ARBEITSAUFTRAG
Gib den nachfolgenden Bericht über den tödlichen Unfall in Luttach vollständig und wortgetreu wieder.

Anwalt des Unfallfahrers in Südtirol: "Er wäre lieber selbst gestorben"
Ein 27-Jähriger rast in Südtirol in eine Gruppe deutscher Touristen. Sieben Menschen sterben. Laut seinem Anwalt plagen den Unfallverursacher Schuldgefühle.
Der kleine Wintersportort Luttach in den Südtiroler Alpen steht unter Schock: Rosen und Friedhofslichter erinnern an eine Katastrophe, wie sie die Leute hier nach den Worten des Bürgermeisters bisher noch nie erlebt haben. Einheimische und Urlauber kommen zur Unglücksstelle. Hier war in der Nacht ein Autofahrer mit so hohem Tempo in eine Gruppe deutscher Urlauber gerast, dass die jungen Menschen durch die Luft schleuderten. Sieben Urlauber sterben - alle sind erst um die 20 Jahre. "Wer trinkt, fährt nicht", steht auf einem Schild auf der Straße, die zum dem Urlaubsort führt.
Tragödie in Südtirol: Unfallfahrer bereut seine schwere Tat
Der Unfallfahrer (27) sitzt mittlerweile in einem Gefängnis in Bozen. Polizei und Staatsanwaltschaft in Südtirol ermitteln weiter zu den genauen Umständen der tödlichen Alkoholfahrt. Es ist besonders bitter. Der 27 Jahre alte Einheimische hatte laut Polizei knapp zwei Promille Alkohol im Blut gehabt, als er mitten in der Nacht in die Gruppe fuhr. Es war kurz nach 1 Uhr nachts, als der Notruf einging und sich den Rettern ein Bild des Grauens bot. Sechs Menschen waren sofort tot. Eine Frau starb später im Krankenhaus.

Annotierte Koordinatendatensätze
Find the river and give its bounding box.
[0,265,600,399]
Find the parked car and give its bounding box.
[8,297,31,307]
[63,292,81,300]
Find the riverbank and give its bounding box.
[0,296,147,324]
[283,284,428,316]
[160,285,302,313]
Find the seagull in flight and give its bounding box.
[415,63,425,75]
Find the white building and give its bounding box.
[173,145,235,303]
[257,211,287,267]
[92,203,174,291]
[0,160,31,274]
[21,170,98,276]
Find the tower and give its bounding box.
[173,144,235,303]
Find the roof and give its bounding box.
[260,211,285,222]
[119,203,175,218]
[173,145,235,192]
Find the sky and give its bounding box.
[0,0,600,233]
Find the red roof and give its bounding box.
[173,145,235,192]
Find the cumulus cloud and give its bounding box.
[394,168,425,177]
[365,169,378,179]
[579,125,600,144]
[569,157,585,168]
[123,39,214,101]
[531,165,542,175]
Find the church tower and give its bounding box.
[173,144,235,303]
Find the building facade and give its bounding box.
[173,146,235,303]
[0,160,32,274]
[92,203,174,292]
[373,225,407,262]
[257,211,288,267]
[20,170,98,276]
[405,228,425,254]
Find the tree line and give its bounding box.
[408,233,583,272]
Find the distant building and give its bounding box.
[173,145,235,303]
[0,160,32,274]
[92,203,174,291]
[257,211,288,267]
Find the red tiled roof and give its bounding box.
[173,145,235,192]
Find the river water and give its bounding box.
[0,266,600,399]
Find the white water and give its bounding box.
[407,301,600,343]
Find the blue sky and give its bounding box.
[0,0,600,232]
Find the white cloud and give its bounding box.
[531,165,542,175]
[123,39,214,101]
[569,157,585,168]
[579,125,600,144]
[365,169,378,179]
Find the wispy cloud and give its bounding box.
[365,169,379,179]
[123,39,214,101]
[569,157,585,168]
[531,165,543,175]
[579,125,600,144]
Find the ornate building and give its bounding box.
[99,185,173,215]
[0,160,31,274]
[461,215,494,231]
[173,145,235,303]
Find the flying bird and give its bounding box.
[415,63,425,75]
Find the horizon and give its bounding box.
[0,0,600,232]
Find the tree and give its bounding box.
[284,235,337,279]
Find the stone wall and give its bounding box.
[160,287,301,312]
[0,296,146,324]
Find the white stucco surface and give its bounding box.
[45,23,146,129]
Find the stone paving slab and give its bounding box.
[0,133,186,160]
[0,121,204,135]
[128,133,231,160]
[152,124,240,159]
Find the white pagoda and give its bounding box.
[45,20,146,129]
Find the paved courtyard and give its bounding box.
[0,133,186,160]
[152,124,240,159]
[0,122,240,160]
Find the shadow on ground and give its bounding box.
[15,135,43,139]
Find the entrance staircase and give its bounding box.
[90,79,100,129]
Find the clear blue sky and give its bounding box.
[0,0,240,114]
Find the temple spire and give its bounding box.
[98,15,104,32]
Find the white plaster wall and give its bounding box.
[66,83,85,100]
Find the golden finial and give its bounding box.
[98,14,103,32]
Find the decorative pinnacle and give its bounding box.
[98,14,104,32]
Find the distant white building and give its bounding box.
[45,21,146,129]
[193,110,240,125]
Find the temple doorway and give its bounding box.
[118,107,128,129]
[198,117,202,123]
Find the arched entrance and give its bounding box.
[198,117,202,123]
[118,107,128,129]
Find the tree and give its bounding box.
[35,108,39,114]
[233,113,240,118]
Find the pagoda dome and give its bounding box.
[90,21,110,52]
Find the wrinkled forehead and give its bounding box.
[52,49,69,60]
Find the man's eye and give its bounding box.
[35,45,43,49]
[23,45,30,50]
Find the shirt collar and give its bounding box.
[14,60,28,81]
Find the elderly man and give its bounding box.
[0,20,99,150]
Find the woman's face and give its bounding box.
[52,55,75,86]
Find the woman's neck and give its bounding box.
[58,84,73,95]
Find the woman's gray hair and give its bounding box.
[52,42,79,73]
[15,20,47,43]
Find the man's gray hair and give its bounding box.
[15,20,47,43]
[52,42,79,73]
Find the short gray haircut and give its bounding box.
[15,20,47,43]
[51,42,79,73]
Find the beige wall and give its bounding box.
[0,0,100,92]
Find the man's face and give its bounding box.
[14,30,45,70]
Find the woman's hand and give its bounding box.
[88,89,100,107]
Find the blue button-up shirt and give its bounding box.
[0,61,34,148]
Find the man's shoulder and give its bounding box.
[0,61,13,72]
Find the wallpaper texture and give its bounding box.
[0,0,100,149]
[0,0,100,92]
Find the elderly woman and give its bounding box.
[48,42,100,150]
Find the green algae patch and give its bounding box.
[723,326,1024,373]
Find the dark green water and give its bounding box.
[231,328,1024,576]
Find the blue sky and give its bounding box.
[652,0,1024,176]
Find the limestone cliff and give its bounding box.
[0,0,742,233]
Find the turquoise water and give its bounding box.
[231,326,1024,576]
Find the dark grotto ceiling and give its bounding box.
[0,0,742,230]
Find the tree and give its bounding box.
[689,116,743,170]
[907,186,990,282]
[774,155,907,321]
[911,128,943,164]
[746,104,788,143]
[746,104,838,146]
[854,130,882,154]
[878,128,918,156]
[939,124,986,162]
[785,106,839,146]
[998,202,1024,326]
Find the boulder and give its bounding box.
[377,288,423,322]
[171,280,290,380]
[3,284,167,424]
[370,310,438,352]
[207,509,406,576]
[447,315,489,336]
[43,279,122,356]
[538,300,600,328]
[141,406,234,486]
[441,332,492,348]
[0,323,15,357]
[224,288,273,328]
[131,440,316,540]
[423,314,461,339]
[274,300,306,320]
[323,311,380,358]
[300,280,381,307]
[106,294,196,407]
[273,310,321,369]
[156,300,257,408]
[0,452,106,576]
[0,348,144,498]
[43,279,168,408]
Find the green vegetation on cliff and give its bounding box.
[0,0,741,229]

VOLLSTÄNDIGE AUSGABE
Anwalt des Unfallfahrers in Südtirol: "Er wäre lieber selbst gestorben"
Ein 27-Jähriger rast in Südtirol in eine Gruppe deutscher Touristen. Sieben Menschen sterben. Laut seinem Anwalt plagen den Unfallverursacher Schuldgefühle.
Der kleine Wintersportort Luttach in den Südtiroler Alpen steht unter Schock: Rosen und Friedhofslichter erinnern an eine Katastrophe, wie sie die Leute hier nach den Worten des Bürgermeisters bisher noch nie erlebt haben. Einheimische und Urlauber kommen zur Unglücksstelle. Hier war in der Nacht ein Autofahrer mit so hohem Tempo in eine Gruppe deutscher Urlauber gerast, dass die jungen Menschen durch die Luft schleuderten. Sieben Urlauber sterben - alle sind erst um die 20 Jahre. "Wer trinkt, fährt nicht", steht auf einem Schild auf der Straße, die zum dem Urlaubsort führt.
Tragödie in Südtirol: Unfallfahrer bereut seine schwere Tat
Der Unfallfahrer (27) sitzt mittlerweile in einem Gefängnis in Bozen. Polizei und Staatsanwaltschaft in Südtirol ermitteln weiter zu den genauen Umständen der tödlichen Alkoholfahrt. Es ist besonders bitter. Der 27 Jahre alte Einheimische hatte laut Polizei knapp zwei Promille Alkohol im Blut gehabt, als er mitten in der Nacht in die Gruppe fuhr. Es war kurz nach 1 Uhr nachts, als der Notruf einging und sich den Rettern ein Bild des Grauens bot. Sechs Menschen waren sofort tot. Eine Frau starb später im Krankenhaus.